**WHAT TO WORK ON**. After finding the line containing "Target: off-road vehicle" below, please output that line and each following one through the line containing "Target: dark trousers", exactly as written.

[EXERCISE INPUT — start]

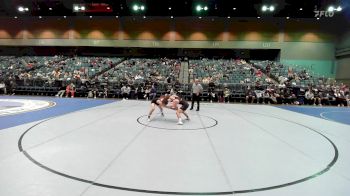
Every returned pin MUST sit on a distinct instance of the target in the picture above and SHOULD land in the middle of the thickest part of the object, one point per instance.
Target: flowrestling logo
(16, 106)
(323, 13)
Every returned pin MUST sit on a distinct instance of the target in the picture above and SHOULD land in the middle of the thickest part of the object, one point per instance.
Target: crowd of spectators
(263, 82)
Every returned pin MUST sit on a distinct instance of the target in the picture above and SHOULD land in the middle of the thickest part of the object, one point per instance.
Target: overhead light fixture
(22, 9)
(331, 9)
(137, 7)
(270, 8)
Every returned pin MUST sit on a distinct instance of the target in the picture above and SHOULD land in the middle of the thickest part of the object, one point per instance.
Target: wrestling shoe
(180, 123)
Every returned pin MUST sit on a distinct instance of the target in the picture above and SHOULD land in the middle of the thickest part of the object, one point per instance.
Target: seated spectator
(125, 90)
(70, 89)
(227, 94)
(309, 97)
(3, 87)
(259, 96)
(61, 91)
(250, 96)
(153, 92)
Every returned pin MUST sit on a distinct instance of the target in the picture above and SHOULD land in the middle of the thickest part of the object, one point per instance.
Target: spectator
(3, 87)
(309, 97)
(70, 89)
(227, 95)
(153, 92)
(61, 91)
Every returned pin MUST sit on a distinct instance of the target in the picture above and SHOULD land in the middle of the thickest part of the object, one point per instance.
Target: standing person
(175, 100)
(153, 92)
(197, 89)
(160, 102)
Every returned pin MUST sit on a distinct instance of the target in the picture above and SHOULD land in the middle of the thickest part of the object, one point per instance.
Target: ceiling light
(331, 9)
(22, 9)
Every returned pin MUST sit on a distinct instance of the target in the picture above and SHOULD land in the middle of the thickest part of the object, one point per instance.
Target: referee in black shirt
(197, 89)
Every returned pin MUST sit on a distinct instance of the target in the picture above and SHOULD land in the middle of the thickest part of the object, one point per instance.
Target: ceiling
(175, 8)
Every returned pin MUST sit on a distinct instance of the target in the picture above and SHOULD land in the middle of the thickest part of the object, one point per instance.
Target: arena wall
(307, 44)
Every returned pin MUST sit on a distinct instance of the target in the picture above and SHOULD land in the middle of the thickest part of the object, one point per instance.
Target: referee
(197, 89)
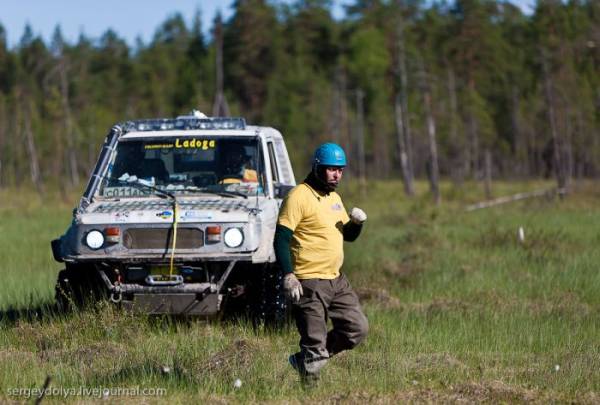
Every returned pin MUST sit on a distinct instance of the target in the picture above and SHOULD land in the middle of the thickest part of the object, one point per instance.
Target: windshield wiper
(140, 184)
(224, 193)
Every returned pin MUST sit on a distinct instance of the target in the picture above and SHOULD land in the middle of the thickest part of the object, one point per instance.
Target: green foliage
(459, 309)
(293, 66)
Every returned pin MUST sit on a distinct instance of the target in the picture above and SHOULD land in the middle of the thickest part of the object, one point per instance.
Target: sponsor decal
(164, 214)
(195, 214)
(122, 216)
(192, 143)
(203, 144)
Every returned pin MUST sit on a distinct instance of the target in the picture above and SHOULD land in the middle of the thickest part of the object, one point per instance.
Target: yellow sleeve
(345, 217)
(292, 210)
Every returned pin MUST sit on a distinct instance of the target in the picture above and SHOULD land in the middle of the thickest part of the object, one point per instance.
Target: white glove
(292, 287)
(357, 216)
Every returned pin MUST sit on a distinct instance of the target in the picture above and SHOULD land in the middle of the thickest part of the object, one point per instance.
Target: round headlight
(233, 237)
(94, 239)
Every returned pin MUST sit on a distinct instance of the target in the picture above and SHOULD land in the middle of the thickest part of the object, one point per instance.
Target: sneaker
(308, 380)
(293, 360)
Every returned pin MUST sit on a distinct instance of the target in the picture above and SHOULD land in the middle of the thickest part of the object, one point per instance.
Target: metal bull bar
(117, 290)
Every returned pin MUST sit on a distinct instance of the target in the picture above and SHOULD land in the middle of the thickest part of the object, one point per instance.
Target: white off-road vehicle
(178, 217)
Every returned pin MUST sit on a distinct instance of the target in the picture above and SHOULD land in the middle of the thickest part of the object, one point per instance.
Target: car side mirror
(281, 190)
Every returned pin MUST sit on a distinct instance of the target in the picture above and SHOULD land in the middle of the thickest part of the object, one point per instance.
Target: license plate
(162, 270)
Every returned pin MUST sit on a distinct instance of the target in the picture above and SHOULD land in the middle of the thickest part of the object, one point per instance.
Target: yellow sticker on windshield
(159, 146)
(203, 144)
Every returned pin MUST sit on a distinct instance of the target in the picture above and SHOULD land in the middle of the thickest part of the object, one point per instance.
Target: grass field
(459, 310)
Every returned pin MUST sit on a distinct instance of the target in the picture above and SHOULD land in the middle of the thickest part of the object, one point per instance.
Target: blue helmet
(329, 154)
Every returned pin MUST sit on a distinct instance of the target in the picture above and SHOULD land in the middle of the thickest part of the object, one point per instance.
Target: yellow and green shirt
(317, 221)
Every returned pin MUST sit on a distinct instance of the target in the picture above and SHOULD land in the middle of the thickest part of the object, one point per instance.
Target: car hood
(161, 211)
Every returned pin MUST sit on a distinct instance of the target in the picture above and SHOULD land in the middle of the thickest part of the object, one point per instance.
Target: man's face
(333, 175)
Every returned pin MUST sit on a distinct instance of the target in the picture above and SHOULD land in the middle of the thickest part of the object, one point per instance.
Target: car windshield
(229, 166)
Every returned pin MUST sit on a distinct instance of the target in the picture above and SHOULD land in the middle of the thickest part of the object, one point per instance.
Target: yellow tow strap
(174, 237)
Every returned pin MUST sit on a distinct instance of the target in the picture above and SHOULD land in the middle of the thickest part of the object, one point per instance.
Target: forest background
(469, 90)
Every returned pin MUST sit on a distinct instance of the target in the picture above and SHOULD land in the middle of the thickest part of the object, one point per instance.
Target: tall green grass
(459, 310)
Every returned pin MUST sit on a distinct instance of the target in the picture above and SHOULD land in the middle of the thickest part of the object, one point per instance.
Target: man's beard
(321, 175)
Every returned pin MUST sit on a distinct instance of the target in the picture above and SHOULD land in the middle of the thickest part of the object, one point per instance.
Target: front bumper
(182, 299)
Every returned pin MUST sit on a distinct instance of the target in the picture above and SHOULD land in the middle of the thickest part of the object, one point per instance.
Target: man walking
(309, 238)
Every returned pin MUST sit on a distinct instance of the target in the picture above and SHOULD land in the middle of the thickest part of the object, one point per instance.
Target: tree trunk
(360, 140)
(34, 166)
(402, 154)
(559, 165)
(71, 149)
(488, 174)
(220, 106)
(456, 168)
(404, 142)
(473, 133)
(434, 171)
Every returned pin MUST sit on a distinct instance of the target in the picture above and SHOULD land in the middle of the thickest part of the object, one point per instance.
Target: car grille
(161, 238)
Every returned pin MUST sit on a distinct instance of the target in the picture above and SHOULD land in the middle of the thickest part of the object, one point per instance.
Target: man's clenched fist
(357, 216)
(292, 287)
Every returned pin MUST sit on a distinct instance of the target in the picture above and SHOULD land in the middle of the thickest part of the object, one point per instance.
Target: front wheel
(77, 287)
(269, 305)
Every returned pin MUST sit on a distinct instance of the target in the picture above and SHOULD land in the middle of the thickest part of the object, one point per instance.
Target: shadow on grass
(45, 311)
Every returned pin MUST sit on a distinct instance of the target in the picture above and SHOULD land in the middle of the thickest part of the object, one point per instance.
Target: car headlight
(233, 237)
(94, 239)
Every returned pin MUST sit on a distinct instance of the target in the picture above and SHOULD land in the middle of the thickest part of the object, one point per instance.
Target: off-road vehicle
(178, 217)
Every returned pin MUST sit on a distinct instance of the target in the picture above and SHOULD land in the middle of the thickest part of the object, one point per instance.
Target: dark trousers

[EXERCISE INPUT — finish]
[EXERCISE INPUT — start]

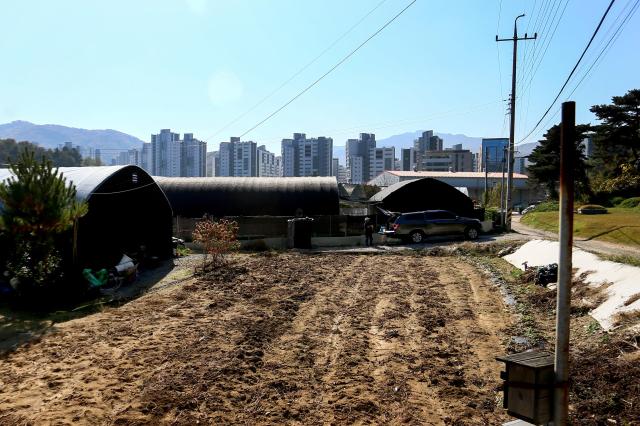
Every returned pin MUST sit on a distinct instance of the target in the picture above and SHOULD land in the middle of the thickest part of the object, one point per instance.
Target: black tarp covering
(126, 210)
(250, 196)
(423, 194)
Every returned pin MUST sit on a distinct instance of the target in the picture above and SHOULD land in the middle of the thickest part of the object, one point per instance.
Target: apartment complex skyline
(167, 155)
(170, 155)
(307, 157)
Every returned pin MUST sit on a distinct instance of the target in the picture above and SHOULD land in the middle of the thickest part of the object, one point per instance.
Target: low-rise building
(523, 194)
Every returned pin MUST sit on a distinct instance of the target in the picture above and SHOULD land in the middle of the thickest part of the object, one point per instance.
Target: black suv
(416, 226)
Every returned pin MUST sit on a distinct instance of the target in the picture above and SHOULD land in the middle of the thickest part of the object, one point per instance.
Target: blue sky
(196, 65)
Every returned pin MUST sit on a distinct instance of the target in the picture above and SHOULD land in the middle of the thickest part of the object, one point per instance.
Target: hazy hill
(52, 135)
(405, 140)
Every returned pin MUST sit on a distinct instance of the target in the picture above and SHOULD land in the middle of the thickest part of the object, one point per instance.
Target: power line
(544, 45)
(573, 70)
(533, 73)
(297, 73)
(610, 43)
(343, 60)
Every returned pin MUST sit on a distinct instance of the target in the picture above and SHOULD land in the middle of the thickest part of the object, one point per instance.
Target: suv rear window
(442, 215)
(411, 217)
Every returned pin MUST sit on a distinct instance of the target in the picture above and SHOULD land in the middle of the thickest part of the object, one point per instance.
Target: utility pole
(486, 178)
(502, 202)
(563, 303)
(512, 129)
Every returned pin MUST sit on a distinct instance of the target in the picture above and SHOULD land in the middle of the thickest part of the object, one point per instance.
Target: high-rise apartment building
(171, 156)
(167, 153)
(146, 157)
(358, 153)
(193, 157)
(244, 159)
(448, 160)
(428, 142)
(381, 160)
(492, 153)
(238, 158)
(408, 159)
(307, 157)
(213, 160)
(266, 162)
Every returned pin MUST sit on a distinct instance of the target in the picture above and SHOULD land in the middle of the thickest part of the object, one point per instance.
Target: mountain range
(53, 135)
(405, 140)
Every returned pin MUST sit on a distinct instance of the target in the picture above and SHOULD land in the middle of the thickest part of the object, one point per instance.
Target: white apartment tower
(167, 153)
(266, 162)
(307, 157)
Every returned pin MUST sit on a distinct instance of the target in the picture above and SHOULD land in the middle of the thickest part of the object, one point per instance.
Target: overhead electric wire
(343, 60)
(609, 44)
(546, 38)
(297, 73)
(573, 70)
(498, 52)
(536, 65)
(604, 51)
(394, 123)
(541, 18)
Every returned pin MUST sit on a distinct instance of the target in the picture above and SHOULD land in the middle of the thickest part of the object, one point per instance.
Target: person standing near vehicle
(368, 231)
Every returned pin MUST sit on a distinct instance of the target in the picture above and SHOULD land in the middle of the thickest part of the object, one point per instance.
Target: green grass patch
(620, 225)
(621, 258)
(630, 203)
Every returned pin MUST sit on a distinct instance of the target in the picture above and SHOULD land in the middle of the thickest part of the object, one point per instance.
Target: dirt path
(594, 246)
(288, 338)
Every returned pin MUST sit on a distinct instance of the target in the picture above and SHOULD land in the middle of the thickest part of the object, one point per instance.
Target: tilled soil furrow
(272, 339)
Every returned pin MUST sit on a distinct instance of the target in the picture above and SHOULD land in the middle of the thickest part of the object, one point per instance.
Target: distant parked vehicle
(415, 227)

[EXERCISE INPUT — finish]

**TASK OUTPUT**.
Target: off-road vehicle
(178, 217)
Every returned pin MUST sit on a distinct instance of the target in the picture above and SHOULD land in the middle of the thickest part of the object, one point per instance.
Target: dark trousers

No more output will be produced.